TASK TO CARRY OUT: Extract the entries in their exact form.

Labeled region records:
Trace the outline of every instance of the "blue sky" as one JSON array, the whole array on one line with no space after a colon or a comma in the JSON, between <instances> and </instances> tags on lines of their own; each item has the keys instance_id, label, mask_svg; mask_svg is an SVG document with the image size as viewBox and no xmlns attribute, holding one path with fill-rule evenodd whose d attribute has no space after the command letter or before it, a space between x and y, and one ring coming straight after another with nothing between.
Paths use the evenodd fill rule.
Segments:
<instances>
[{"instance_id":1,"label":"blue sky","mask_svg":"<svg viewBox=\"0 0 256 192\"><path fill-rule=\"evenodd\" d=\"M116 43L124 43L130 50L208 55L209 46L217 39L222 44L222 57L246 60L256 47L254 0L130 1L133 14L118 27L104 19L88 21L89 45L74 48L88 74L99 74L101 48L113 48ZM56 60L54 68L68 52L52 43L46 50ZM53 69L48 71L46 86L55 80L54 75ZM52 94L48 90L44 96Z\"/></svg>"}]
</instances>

SOLVED EXERCISE:
Trace the outline of every instance of the "blue sky" as one JSON array, the whole array on one line with no space after a colon or a comma in the JSON, between <instances> and </instances> tags on lines of their own; each item has the keys instance_id, label, mask_svg; mask_svg is an SVG document with the image size as viewBox and no xmlns attribute, holding one path with fill-rule evenodd whose d attribute has no space after the command letter or before it, a space between x and y, and one ring coming straight after another with nothing between.
Paths use the evenodd fill rule.
Segments:
<instances>
[{"instance_id":1,"label":"blue sky","mask_svg":"<svg viewBox=\"0 0 256 192\"><path fill-rule=\"evenodd\" d=\"M116 43L124 43L130 50L208 55L209 46L217 39L222 44L222 57L246 60L256 47L254 0L130 1L133 14L118 27L104 19L88 21L89 45L74 48L88 74L99 74L101 48L113 48ZM56 60L54 68L68 52L52 43L46 50ZM53 69L48 71L46 86L55 80L54 75ZM52 94L48 90L44 96Z\"/></svg>"}]
</instances>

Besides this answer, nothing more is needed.